▸ **Your instructions**
Recast the records below as a Markdown table with two columns, Row and Line, putting each line in its own numbered row and leaving out blank lines. Leave the pictures out of the table.

== Material for the task

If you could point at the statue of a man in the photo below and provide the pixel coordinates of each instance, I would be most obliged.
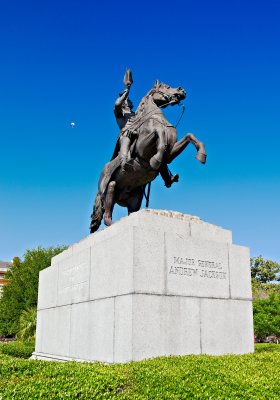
(124, 114)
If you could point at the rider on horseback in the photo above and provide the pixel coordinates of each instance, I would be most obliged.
(125, 118)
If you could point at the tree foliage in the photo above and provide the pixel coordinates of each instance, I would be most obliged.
(267, 316)
(264, 270)
(22, 290)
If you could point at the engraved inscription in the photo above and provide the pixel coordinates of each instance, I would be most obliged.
(191, 267)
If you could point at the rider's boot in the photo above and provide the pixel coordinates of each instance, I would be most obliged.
(156, 160)
(124, 149)
(109, 204)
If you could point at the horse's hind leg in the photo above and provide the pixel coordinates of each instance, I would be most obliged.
(156, 160)
(135, 201)
(183, 143)
(109, 203)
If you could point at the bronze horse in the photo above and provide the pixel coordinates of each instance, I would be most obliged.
(155, 144)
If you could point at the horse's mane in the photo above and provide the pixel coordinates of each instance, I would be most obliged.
(144, 101)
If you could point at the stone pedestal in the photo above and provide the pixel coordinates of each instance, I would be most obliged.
(154, 283)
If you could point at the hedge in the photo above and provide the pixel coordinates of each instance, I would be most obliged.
(230, 377)
(17, 349)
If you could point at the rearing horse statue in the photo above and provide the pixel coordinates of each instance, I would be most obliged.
(155, 145)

====

▸ **Response for this exercise**
| Row | Line |
|---|---|
| 1 | If you could point at the statue of a man in the photo below and provide the pixel coordinates of each instance, I would be most obliged. |
| 2 | (124, 114) |
| 3 | If you could point at the rider on horseback in the photo above and provide the pixel coordinates of each instance, I would be most obliged. |
| 4 | (125, 118) |
| 5 | If you could point at the tree foliage in the photo above and provide the pixel coordinates of each instance, I would be most obliged. |
| 6 | (267, 316) |
| 7 | (264, 270) |
| 8 | (22, 290) |
| 9 | If you could point at the engraved inscription in the photo above and provide the pixel coordinates of each instance, I would be most obliged. |
| 10 | (191, 267) |
| 11 | If you could point at the rider's boot in the photo above and provide the pixel coordinates of each instance, I would be most obliged. |
| 12 | (156, 160) |
| 13 | (124, 149) |
| 14 | (109, 204) |
| 15 | If you could point at the horse's hind leg in the photo above and provide the pixel coordinates of each instance, I would be most obliged. |
| 16 | (156, 160) |
| 17 | (135, 201) |
| 18 | (183, 143) |
| 19 | (109, 203) |
| 20 | If you could point at the bronze horse in the photo above and provide the pixel coordinates of each instance, I would be most obliged. |
| 21 | (155, 144) |
| 22 | If you could point at the horse's mane in the photo above and provide the pixel coordinates of each instance, I would be most obliged. |
| 23 | (144, 101) |
| 24 | If you could point at the stone pedestal in the photo above and provide the pixel coordinates of each instance, I would be most obliged. |
| 25 | (154, 283) |
| 26 | If you could point at the hedge in the photo above and provide the pixel coordinates of each instance, I would be most obliged. |
| 27 | (230, 377) |
| 28 | (17, 349) |
| 29 | If you could point at the rearing horse statue in the photo above and provide the pixel coordinates of each instance, I would be most obliged. |
| 30 | (155, 145) |